Higher Ed in the News: Post-election edition

After a divisive election cycle, America’s people have spoken and Joe Biden is the presumptive winner of the 2020 presidential election. With a new president comes a new administration, including a new leader for the Department of Education, and undoubtedly Biden wants to move the country in a different direction than his predecessor.

While Joe Biden has an ambitious education agenda, including tuition-free college and cancelling student debt, the shakeout of the U.S. Senate may seriously limit his ability to move forward significant legislation, as Kery Murakami of Inside Higher Ed writes. Democrats need to win both seats in a Georgia run-off in order to have a tie in the Senate.

“Winning the presidency is critical but insufficient to enacting many of the bold initiatives that the Biden campaign has proposed in education, health care and tax policy,” Terry Hartle, the American Council on Education’s senior vice president for government relations, told IHE. “Once in office, presidents can do many things to advance their agendas, but actually making major changes in public policy requires Senate approval.”

ENTRIES SUPPLIED
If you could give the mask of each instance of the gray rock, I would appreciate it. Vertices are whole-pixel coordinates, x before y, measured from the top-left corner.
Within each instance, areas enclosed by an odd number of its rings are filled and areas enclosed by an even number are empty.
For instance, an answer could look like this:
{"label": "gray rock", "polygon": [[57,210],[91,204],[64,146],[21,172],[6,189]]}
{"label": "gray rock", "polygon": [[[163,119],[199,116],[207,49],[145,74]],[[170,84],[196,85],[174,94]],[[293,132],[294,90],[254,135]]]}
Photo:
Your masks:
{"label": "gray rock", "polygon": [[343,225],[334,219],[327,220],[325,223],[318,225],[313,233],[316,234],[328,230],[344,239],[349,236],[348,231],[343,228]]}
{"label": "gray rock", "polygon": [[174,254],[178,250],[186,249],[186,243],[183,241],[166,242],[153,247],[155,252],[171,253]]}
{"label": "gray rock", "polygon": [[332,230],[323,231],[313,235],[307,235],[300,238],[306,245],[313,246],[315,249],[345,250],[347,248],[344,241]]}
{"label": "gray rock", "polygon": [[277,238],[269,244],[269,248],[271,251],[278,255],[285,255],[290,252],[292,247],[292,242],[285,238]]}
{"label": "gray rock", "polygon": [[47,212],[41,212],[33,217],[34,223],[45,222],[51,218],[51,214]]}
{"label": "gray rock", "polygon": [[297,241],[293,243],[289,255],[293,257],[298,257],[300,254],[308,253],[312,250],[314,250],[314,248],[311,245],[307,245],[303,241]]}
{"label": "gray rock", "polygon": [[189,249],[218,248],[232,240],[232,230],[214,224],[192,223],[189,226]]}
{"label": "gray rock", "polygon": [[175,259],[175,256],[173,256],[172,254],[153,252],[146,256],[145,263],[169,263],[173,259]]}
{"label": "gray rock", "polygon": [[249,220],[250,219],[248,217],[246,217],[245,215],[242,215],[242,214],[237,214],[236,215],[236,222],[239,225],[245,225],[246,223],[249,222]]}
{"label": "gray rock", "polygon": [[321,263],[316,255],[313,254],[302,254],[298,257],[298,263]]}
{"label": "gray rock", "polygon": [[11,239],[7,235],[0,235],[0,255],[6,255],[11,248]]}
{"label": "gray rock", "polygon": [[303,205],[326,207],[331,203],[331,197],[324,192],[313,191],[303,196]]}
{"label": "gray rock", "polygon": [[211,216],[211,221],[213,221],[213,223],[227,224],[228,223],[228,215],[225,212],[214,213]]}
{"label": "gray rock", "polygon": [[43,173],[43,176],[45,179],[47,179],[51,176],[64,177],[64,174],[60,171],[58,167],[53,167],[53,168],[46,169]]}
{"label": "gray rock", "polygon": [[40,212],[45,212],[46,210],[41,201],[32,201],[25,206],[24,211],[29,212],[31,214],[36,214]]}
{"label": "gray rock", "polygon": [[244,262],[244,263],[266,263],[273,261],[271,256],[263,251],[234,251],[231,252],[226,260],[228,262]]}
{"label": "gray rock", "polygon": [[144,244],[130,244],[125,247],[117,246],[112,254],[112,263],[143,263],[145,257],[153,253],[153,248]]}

WORK TASK 1
Output the passage from the election article that begins at the words "After a divisive" and stops after the words "in the Senate.", copied exactly.
WORK TASK 2
Summarize the election article in two sentences.
WORK TASK 3
Answer these questions using the election article.
(a) Which two education proposals from Biden's agenda does it name?
(b) What must Democrats win to have a tie in the Senate?
(c) What position does Terry Hartle hold?

TASK ANSWER 1
After a divisive election cycle, America’s people have spoken and Joe Biden is the presumptive winner of the 2020 presidential election. With a new president comes a new administration, including a new leader for the Department of Education, and undoubtedly Biden wants to move the country in a different direction than his predecessor.

While Joe Biden has an ambitious education agenda, including tuition-free college and cancelling student debt, the shakeout of the U.S. Senate may seriously limit his ability to move forward significant legislation, as Kery Murakami of Inside Higher Ed writes. Democrats need to win both seats in a Georgia run-off in order to have a tie in the Senate.

TASK ANSWER 2
Joe Biden is the presumptive winner of the 2020 presidential election and has an ambitious education agenda that includes tuition-free college and cancelling student debt. The outcome in the U.S. Senate may seriously limit his ability to pass significant legislation, because major policy changes require Senate approval.

TASK ANSWER 3
(a) Tuition-free college and cancelling student debt.
(b) Both seats in a Georgia run-off.
(c) Senior vice president for government relations at the American Council on Education.